- **Task data**:
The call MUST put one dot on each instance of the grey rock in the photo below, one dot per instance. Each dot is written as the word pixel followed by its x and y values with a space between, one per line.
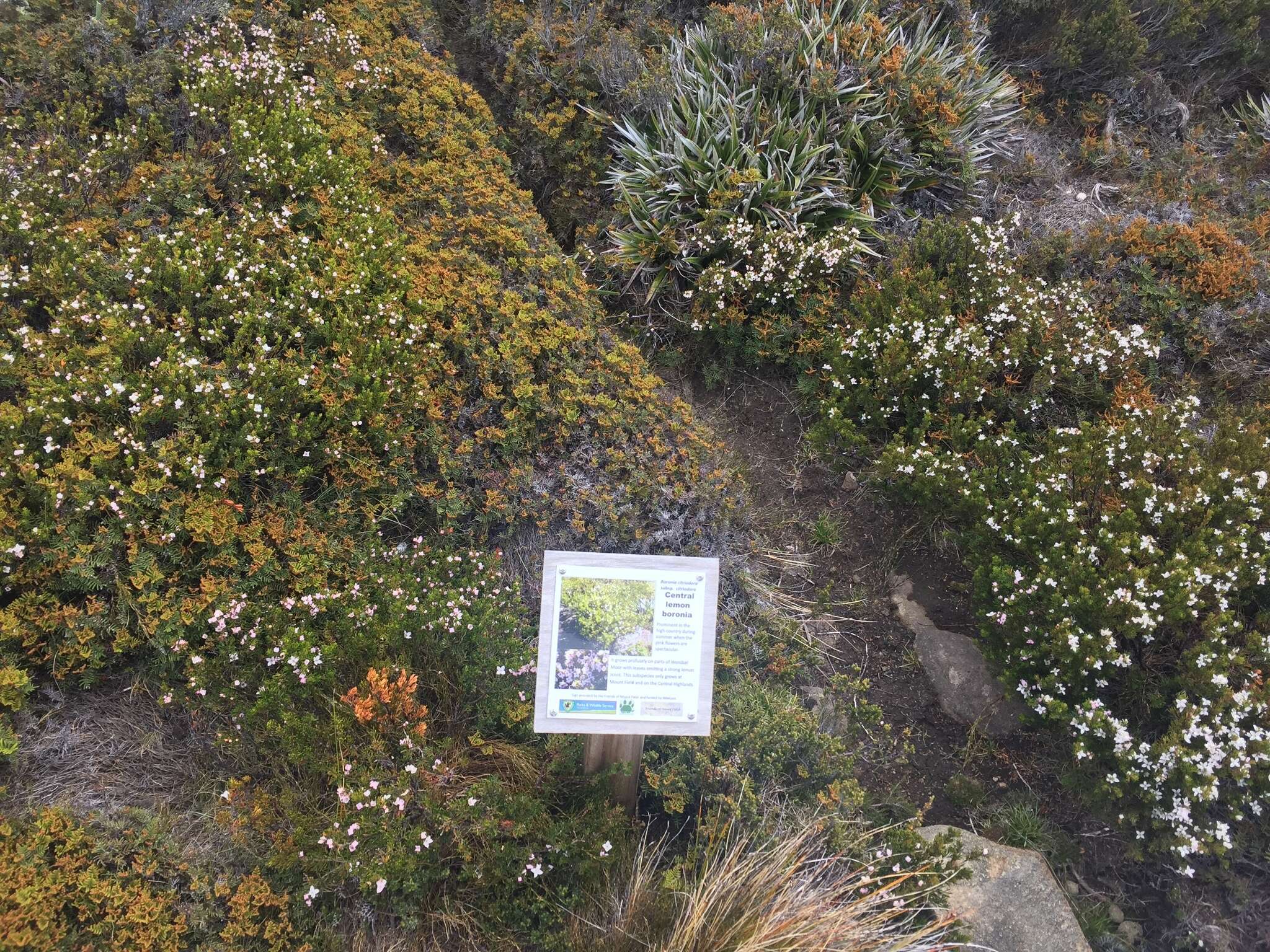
pixel 1011 903
pixel 963 682
pixel 1215 938
pixel 1129 931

- **Aim**:
Could you copy every line of the records above word for word, with the picture left out?

- **Correct output**:
The call MUST put one dot on each instance of the grey rock in the photo below, one dot per instance. Each dot is written as the word pixel followed by its x and y values with a space between, one per line.
pixel 1011 903
pixel 963 682
pixel 1215 938
pixel 1129 931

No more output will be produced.